■ What to do ■
Write out a word-for-word repetition of the lines that come before the line containing "target: laptop key" in the listing below, along with that line itself, omitting pictures.

--------------------------------------------------

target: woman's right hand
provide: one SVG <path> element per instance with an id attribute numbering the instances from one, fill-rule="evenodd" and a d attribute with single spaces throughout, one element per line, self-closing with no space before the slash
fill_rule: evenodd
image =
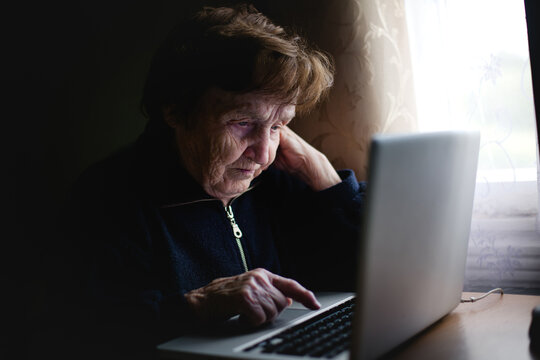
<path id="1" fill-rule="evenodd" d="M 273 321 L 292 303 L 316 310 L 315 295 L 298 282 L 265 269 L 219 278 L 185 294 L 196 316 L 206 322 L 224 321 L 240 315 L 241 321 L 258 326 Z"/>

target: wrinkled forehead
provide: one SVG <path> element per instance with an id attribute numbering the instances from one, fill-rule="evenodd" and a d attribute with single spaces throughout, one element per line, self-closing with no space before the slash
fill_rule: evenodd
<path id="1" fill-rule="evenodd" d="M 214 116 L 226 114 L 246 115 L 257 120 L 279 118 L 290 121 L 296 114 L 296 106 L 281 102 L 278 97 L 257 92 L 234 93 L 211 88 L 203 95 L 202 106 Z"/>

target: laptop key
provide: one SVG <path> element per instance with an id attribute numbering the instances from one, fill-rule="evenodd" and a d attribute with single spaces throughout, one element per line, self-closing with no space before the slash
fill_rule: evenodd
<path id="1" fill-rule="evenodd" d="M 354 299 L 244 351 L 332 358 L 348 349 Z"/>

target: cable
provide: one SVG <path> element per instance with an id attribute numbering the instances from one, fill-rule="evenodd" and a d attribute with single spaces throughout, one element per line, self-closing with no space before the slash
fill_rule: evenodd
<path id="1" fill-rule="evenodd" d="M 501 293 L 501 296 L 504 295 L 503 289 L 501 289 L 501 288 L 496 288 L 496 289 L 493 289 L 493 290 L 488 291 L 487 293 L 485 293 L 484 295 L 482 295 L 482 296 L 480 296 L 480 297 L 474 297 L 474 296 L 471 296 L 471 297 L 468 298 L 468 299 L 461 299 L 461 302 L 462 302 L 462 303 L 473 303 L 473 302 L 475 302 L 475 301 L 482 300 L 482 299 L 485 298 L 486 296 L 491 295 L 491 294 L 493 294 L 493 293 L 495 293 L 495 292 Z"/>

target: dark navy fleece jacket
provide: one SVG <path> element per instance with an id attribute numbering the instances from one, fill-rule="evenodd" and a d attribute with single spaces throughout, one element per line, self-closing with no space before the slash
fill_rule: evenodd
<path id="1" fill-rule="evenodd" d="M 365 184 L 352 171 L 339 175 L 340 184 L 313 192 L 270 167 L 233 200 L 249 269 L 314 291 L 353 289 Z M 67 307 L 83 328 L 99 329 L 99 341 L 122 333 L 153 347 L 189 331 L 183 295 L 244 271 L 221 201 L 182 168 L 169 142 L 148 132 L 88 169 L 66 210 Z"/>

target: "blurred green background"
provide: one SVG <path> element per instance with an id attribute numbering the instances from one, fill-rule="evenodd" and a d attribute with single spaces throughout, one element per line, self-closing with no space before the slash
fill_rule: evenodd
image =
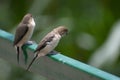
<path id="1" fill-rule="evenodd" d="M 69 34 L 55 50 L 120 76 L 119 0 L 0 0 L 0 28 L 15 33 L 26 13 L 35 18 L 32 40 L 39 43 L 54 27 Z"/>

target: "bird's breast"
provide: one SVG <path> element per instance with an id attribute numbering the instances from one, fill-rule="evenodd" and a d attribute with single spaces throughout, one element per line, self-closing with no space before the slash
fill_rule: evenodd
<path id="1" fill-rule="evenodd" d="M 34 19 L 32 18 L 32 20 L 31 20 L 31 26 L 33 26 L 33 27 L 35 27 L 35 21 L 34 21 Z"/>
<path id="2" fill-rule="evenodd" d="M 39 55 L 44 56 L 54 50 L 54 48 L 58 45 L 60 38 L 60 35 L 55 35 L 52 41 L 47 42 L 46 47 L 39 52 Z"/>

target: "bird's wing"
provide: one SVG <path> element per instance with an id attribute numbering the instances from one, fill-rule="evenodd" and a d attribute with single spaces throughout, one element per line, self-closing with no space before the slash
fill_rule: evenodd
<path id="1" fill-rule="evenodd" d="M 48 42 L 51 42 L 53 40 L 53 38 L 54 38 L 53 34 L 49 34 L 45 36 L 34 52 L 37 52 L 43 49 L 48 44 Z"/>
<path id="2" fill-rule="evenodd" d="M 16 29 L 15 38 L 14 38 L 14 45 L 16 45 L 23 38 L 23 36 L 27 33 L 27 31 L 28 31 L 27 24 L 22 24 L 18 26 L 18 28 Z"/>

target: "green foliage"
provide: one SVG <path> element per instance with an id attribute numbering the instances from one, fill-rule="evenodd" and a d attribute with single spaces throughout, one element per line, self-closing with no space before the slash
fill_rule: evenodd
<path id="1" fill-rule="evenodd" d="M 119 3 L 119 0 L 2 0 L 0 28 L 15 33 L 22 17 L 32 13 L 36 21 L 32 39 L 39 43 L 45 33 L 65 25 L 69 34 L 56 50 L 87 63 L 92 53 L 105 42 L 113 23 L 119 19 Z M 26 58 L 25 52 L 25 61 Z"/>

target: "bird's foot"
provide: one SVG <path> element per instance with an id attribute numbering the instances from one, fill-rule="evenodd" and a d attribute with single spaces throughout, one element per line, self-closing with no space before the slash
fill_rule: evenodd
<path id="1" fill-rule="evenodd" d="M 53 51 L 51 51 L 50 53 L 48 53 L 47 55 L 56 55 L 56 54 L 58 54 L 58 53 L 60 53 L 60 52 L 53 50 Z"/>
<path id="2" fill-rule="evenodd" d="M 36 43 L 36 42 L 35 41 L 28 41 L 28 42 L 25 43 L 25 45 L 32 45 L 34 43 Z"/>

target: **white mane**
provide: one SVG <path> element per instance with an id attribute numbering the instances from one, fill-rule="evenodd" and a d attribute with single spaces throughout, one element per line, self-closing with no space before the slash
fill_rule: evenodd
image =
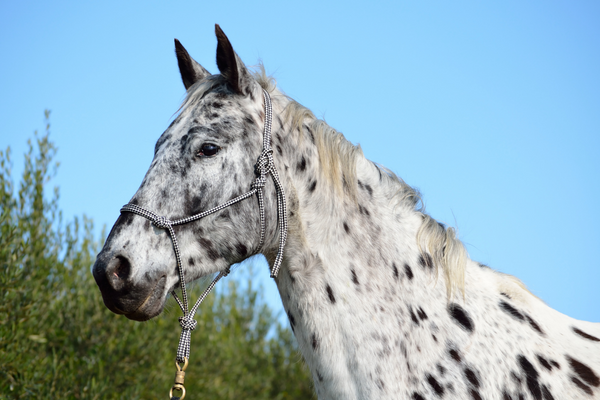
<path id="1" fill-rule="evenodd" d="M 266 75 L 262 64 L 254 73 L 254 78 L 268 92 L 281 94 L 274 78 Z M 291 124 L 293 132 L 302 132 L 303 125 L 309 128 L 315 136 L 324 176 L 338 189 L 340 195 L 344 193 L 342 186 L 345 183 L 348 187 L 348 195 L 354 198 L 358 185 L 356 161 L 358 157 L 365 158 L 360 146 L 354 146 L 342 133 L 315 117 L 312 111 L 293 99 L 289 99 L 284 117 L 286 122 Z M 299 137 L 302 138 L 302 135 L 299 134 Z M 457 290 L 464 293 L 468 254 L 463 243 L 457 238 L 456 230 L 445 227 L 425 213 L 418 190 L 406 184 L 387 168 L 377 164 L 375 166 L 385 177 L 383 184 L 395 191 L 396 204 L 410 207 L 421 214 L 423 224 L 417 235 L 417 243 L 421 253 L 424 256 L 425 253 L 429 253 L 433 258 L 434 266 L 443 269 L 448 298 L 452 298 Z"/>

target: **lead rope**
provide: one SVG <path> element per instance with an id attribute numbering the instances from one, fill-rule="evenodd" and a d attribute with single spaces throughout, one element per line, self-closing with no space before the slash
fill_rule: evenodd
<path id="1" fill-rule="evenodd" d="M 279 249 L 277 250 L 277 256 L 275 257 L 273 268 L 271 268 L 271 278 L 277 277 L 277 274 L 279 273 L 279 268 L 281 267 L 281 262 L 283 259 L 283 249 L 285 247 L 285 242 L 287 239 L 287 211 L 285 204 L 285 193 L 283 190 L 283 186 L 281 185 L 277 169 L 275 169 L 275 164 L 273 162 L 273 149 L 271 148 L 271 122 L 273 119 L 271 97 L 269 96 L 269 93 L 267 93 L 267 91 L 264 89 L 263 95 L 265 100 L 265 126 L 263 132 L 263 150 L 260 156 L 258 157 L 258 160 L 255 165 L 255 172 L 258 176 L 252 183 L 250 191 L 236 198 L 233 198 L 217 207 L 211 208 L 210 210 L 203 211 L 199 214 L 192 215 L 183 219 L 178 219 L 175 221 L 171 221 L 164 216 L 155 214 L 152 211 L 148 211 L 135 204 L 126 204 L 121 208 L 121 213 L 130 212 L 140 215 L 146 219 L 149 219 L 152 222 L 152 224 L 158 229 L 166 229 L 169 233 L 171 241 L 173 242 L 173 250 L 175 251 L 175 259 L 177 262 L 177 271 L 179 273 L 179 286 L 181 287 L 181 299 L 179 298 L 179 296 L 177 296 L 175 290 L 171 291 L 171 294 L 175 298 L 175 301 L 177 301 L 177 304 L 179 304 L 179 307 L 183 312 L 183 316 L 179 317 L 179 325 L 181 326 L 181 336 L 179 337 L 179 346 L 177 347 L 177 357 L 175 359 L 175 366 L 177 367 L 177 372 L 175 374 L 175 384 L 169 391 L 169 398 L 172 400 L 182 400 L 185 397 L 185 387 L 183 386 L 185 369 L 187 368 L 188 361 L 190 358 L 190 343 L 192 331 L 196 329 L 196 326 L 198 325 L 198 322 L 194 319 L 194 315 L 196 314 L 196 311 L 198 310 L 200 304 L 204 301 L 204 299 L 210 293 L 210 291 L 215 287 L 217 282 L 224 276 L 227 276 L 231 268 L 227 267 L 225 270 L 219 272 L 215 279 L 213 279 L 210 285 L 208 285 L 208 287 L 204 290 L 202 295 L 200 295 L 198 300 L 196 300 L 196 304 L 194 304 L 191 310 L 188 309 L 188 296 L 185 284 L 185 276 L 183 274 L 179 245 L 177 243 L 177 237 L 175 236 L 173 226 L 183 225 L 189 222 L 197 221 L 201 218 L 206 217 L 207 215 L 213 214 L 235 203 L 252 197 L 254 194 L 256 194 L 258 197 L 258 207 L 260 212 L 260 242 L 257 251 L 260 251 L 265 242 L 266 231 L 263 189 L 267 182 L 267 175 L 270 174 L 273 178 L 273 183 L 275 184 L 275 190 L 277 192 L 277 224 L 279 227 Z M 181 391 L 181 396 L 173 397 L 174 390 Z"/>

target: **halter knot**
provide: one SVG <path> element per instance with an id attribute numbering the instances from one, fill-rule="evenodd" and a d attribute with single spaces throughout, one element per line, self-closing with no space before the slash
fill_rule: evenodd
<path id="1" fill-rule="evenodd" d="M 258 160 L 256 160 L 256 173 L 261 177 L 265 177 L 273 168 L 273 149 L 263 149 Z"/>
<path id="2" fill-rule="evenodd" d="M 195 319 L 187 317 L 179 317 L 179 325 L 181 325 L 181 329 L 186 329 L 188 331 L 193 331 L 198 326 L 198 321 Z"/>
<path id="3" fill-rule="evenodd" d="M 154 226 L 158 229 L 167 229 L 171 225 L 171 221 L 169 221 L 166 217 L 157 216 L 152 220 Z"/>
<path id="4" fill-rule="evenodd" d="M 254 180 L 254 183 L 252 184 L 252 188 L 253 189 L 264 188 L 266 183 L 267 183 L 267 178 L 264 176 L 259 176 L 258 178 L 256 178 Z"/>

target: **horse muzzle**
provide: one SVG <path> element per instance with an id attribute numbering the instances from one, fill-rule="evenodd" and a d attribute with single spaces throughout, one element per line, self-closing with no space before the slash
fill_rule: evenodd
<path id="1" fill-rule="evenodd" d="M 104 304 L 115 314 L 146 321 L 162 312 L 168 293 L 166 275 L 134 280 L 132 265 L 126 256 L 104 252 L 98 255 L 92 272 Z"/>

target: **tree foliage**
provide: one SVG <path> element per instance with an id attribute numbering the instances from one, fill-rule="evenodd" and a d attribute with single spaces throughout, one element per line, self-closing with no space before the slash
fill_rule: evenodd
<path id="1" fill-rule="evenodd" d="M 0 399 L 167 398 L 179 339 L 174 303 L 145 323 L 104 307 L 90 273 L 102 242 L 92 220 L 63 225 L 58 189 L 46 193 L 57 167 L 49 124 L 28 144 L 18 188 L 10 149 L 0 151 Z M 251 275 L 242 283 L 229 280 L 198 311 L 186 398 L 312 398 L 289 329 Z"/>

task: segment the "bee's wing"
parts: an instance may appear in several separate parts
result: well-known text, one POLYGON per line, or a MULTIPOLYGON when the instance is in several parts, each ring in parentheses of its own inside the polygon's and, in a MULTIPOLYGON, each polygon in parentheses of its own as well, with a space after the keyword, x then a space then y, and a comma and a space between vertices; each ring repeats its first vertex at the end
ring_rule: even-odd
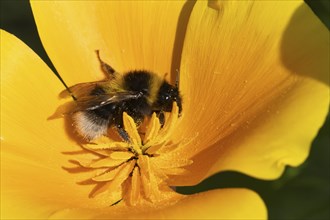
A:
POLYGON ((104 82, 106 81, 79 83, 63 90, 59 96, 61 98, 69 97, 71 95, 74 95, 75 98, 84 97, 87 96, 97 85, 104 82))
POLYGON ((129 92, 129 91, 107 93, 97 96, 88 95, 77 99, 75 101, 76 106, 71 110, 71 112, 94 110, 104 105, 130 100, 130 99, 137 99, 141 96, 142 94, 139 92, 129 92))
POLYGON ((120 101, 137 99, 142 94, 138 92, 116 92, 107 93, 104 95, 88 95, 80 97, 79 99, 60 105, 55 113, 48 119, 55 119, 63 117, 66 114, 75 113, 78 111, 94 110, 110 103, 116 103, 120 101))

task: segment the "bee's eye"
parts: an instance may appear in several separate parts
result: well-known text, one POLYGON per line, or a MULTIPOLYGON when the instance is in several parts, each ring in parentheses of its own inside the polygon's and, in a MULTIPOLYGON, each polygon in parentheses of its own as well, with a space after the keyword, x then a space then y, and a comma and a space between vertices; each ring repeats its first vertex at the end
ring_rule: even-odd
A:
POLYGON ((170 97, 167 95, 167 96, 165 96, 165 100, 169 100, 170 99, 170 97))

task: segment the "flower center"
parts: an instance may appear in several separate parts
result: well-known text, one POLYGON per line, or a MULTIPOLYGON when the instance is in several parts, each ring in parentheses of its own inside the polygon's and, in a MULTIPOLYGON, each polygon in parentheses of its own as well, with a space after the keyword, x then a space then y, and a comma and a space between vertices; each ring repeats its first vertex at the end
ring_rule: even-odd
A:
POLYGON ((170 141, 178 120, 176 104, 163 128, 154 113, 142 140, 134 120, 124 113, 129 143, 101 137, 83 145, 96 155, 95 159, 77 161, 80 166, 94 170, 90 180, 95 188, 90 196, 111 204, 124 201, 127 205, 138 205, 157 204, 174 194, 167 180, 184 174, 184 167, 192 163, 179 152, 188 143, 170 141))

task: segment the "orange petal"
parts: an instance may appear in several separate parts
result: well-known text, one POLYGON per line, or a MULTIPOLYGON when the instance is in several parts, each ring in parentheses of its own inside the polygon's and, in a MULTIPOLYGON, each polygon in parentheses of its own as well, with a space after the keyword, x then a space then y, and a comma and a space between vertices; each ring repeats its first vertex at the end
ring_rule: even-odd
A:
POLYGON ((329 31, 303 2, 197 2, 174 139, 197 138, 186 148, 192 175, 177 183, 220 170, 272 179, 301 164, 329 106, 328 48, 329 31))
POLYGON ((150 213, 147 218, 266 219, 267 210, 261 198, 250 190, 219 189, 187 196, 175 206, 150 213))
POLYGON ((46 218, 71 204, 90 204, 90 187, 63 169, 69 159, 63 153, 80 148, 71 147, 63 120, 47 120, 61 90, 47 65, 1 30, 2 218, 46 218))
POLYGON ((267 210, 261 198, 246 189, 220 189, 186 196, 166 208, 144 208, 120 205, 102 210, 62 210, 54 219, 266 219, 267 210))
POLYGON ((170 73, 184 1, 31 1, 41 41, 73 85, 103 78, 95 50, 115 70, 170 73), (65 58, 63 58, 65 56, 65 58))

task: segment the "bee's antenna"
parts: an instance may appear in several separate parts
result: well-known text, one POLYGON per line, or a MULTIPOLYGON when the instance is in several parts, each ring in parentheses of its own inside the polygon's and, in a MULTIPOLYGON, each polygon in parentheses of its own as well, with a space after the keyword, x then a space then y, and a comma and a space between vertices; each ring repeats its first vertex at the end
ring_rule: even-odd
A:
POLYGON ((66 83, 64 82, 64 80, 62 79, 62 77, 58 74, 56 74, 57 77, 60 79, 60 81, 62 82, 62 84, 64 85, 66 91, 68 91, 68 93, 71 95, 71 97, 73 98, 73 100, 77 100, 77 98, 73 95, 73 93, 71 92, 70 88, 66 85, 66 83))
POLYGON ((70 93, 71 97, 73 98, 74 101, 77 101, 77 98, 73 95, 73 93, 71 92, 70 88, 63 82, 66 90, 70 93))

--------------------------------------------------

■ Answer box ■
target: woman's right hand
provide: one SVG <path> element per instance with an id attribute numbering the instances from one, fill-rule="evenodd" and a d attribute with single spaces throughout, one element per line, self-closing with no space before the slash
fill_rule: evenodd
image =
<path id="1" fill-rule="evenodd" d="M 273 321 L 292 303 L 316 310 L 315 295 L 298 282 L 265 269 L 219 278 L 185 294 L 196 316 L 206 322 L 224 321 L 240 315 L 241 321 L 258 326 Z"/>

target: wrinkled forehead
provide: one SVG <path> element per instance with an id attribute numbering the instances from one, fill-rule="evenodd" and a d attribute with single spaces throughout, one element per line, self-closing with no space before the slash
fill_rule: evenodd
<path id="1" fill-rule="evenodd" d="M 214 116 L 226 114 L 246 115 L 257 120 L 279 118 L 290 121 L 296 114 L 296 106 L 281 102 L 278 97 L 257 92 L 234 93 L 211 88 L 203 95 L 202 106 Z"/>

target: laptop key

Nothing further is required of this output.